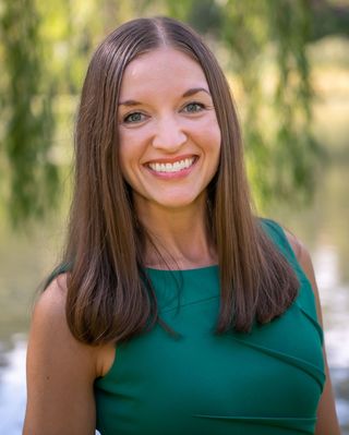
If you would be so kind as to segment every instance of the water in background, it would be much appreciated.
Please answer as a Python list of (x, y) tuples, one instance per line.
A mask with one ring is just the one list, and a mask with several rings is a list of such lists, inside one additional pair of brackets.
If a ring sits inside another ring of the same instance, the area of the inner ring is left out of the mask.
[[(342, 434), (349, 435), (349, 164), (329, 166), (311, 209), (276, 217), (310, 249), (320, 287), (328, 363)], [(338, 201), (340, 198), (340, 201)], [(62, 232), (1, 234), (0, 433), (20, 435), (25, 410), (25, 349), (38, 277), (55, 263)], [(35, 255), (33, 253), (35, 252)]]
[[(342, 49), (346, 59), (347, 48)], [(321, 95), (315, 107), (315, 130), (328, 154), (333, 157), (337, 153), (337, 159), (320, 178), (316, 198), (310, 208), (278, 209), (270, 217), (294, 232), (312, 254), (336, 407), (342, 435), (349, 435), (348, 70), (337, 71), (333, 59), (328, 68), (323, 65), (324, 49), (317, 47), (316, 52), (318, 59), (315, 56), (314, 62), (320, 62), (322, 71), (314, 74)], [(38, 279), (44, 279), (57, 263), (56, 254), (63, 238), (62, 221), (57, 219), (50, 226), (33, 228), (29, 234), (11, 234), (0, 228), (0, 434), (22, 433), (31, 307)]]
--- --- ---
## Task requirements
Retype the whole listing above without changing a character, and leave the pictures out.

## Complete answer
If you would be so kind as to segment every instance of the water in background, it would be much appreciated.
Please answer as a Python list of (x, y) tuples, one instance per line.
A mask with one ring is just the one list, and a mask with several rings is a list of such lists, inside one additional pair of brackets.
If a ring sits inside another ring of the same instance, the area of the inner ring is left out of the mask.
[[(342, 434), (349, 435), (349, 164), (329, 166), (311, 209), (276, 217), (310, 249), (320, 287), (328, 363)], [(338, 201), (340, 198), (340, 201)], [(62, 232), (1, 234), (0, 433), (20, 435), (25, 410), (25, 349), (38, 277), (55, 263)], [(35, 255), (33, 253), (35, 252)]]
[[(342, 49), (346, 59), (347, 48)], [(321, 95), (315, 107), (315, 130), (328, 154), (333, 157), (337, 153), (337, 159), (320, 178), (316, 198), (310, 208), (278, 209), (270, 217), (294, 232), (312, 254), (336, 407), (342, 435), (349, 435), (348, 70), (337, 71), (333, 59), (328, 68), (323, 65), (324, 49), (317, 47), (316, 52), (318, 59), (315, 56), (314, 62), (320, 62), (322, 71), (314, 74)], [(38, 279), (44, 279), (57, 263), (56, 254), (63, 238), (62, 221), (57, 219), (50, 226), (33, 228), (29, 234), (11, 234), (0, 228), (0, 434), (22, 433), (31, 307)]]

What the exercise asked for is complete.